__Extracted information__.
------------------------------------

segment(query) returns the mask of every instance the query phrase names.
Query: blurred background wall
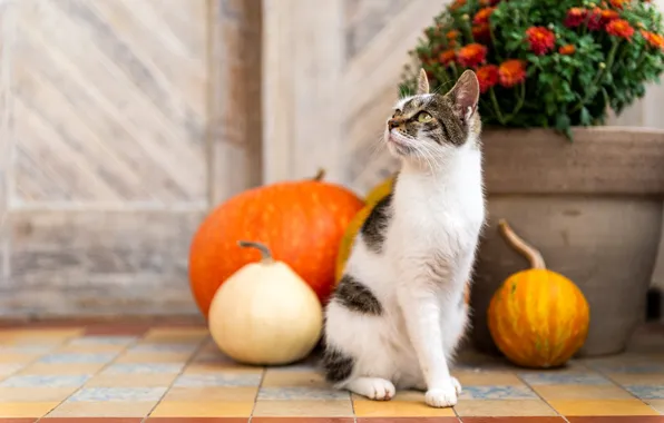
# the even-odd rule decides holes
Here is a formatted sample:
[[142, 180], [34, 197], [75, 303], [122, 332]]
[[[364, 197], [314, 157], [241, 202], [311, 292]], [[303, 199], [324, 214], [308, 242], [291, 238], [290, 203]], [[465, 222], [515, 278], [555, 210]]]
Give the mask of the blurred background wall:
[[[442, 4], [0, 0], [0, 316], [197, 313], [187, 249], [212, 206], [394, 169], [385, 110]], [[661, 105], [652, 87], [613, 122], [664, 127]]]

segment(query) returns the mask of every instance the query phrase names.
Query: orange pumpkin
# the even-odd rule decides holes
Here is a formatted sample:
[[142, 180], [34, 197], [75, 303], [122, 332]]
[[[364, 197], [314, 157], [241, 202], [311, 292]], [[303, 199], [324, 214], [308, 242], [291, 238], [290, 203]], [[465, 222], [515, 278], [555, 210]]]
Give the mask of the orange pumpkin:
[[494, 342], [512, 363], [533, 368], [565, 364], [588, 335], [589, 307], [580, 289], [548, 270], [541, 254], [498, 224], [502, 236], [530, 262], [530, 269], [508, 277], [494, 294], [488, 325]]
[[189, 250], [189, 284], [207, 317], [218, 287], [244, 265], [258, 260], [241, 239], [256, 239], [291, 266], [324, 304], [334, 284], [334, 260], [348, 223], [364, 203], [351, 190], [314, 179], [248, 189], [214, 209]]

------------------------------------

Return all the entries above line for line, word for word, leaving out the pictures.

__The result__.
segment(query) returns the mask of every instance the query phrase names.
Query: blurred background wall
# the even-odd rule decides holes
Here is a formatted sample:
[[142, 180], [34, 197], [75, 303], [122, 332]]
[[[364, 197], [314, 157], [241, 202], [311, 292]], [[303, 199], [324, 214], [308, 242], [291, 238], [290, 203]], [[465, 222], [515, 278], [555, 210]]]
Give the mask of the blurred background wall:
[[[442, 4], [0, 0], [0, 316], [197, 313], [187, 249], [212, 206], [394, 169], [385, 110]], [[661, 105], [652, 87], [613, 122], [664, 127]]]

segment(query) returns the mask of every instance the query phrase names.
Query: orange pumpkin
# the even-odd rule decides holes
Here is a formatted sample:
[[142, 180], [34, 197], [75, 303], [122, 332]]
[[[364, 197], [314, 157], [241, 202], [311, 292]], [[303, 199], [324, 214], [308, 242], [291, 238], [290, 203]], [[465, 222], [515, 278], [555, 210]]]
Give the mask of the orange pumpkin:
[[494, 342], [512, 363], [533, 368], [565, 364], [588, 335], [589, 307], [580, 289], [548, 270], [541, 254], [498, 224], [502, 236], [530, 262], [530, 269], [508, 277], [494, 294], [488, 325]]
[[189, 250], [189, 284], [207, 317], [218, 287], [244, 265], [258, 260], [241, 239], [256, 239], [291, 266], [324, 304], [334, 284], [334, 260], [348, 223], [364, 203], [351, 190], [314, 179], [248, 189], [214, 209]]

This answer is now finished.